What is expected: Could you please reproduce all the records below exactly, leaving out the images?

[Given records — start]

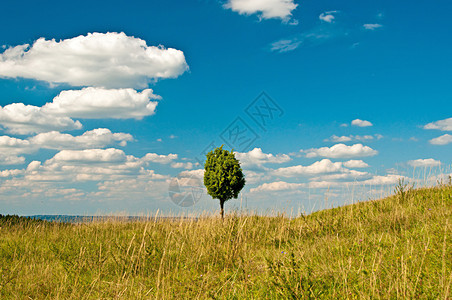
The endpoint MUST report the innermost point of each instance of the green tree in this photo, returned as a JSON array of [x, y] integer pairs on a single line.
[[223, 176]]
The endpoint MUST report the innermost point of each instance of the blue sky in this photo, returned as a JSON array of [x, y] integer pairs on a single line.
[[103, 104]]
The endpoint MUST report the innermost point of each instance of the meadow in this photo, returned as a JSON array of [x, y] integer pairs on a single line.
[[396, 247]]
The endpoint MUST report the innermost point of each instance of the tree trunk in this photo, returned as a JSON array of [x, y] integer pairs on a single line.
[[222, 209]]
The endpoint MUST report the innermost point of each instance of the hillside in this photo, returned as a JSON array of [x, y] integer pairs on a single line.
[[397, 247]]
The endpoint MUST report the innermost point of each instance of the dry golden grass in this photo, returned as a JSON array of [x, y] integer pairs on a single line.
[[397, 247]]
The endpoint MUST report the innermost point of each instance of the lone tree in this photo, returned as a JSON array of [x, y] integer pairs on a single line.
[[223, 176]]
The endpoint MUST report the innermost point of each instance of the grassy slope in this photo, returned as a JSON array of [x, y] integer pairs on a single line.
[[400, 247]]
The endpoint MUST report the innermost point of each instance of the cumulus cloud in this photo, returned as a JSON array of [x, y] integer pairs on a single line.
[[268, 9], [443, 125], [90, 155], [372, 26], [342, 151], [87, 103], [285, 45], [85, 165], [256, 157], [159, 158], [349, 138], [100, 103], [319, 167], [277, 186], [361, 123], [384, 180], [327, 16], [7, 159], [375, 180], [97, 138], [442, 140], [13, 145], [18, 118], [10, 173], [110, 59], [428, 162], [182, 165], [355, 164], [346, 175]]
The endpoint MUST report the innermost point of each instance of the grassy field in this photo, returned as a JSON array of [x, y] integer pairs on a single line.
[[397, 247]]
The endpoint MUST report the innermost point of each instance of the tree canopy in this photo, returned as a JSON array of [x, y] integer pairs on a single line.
[[223, 176]]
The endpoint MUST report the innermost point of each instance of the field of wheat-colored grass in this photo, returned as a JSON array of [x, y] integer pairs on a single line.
[[396, 247]]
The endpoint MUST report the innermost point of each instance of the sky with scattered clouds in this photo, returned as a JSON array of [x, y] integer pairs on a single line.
[[110, 107]]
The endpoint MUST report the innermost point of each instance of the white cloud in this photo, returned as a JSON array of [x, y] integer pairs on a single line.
[[340, 139], [18, 118], [159, 158], [89, 103], [10, 173], [7, 159], [285, 45], [316, 36], [97, 138], [319, 167], [267, 9], [361, 123], [444, 125], [86, 165], [327, 16], [376, 180], [372, 26], [178, 165], [13, 145], [442, 140], [97, 59], [90, 156], [383, 180], [277, 186], [99, 103], [342, 151], [428, 162], [355, 164], [346, 175], [256, 157]]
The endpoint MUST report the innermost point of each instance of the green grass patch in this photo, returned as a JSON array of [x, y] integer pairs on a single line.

[Given records — finish]

Reply:
The endpoint MUST report the innermost point of each instance of the green tree in this photo, returned as a JSON array of [x, y] integer pairs on a single line.
[[223, 176]]
The endpoint MUST report the innermost point of each instance of the blue sky in this photo, returned as a JSON array of [x, y] integer pairs on a single line.
[[103, 104]]
The endpoint MUST report the innermost point of each instance of the meadow in this photo, returned as a JSON array of [x, y] integer pairs on a single line.
[[396, 247]]
The endpoint MUST report the innermost point of each instance of the tree trunk in this photo, returned as a JSON array of [x, y] integer pairs on a single line.
[[222, 209]]
The endpoint MUST report the innermost point of each instance of the hillside in this photo, returned as a JSON array of [x, y] integer pairs on a single line.
[[397, 247]]
The endpoint MUST report the innermost point of each instance of the dry golden grass in this photo, returned as a JSON array of [x, y] integer pairs on a single line.
[[397, 247]]
The endpoint MUST report the innermost point of each instance of the lone tree in this photo, returned as a JSON array of [x, y] integer pairs on a single line.
[[223, 176]]
The endpoint MUST report the innermost point of each instance of the grassy slope in this photo, returned as a JSON array of [x, y] integer pairs on a single line.
[[400, 247]]
The endpoint MUST report the innermost point of each instance of the cumulus cloud in this photo, returned as a JSON array of [x, y] integer pairs on a single line.
[[268, 9], [443, 125], [90, 155], [372, 26], [342, 151], [87, 103], [285, 45], [85, 165], [256, 157], [159, 158], [349, 138], [100, 103], [319, 167], [277, 186], [361, 123], [384, 180], [327, 16], [7, 159], [375, 180], [97, 138], [442, 140], [13, 145], [18, 118], [10, 173], [110, 59], [428, 162], [182, 165], [355, 164], [346, 175]]
The endpoint MUST report the innermost point of each instance of the grassy field in this photo, returned as a JSON array of [x, y] integer pairs on a single line.
[[397, 247]]
The endpoint MUST report the innermost point of each instance of the tree canopy in this photo, returned as a JSON array of [x, y] integer pairs on a single line.
[[223, 176]]
The endpoint MUST report the innermost point of each instance of the field of wheat-colored grass in this photo, returned as a JSON array of [x, y] integer pairs on a single line.
[[396, 247]]
The endpoint MUST report the innermost point of each instance of the sky with scattered clouds in this photo, returned as a JSON array of [x, y] integer pairs on a single line.
[[110, 107]]
The endpoint MUST report the innermost point of each instance of the white cloud in this photo, returned as a JSON array of [x, y] integer pairs on a single line.
[[340, 139], [18, 118], [159, 158], [89, 103], [10, 173], [7, 159], [285, 45], [316, 36], [97, 138], [319, 167], [267, 9], [361, 123], [444, 125], [86, 165], [327, 16], [376, 180], [372, 26], [178, 165], [13, 145], [442, 140], [97, 59], [90, 156], [383, 180], [277, 186], [99, 103], [342, 151], [428, 162], [355, 164], [346, 175], [256, 157]]
The endpoint MUST report the innermost point of each instance of the green grass patch in this photo, returned as a JSON array of [x, y] integer pairs on a single line.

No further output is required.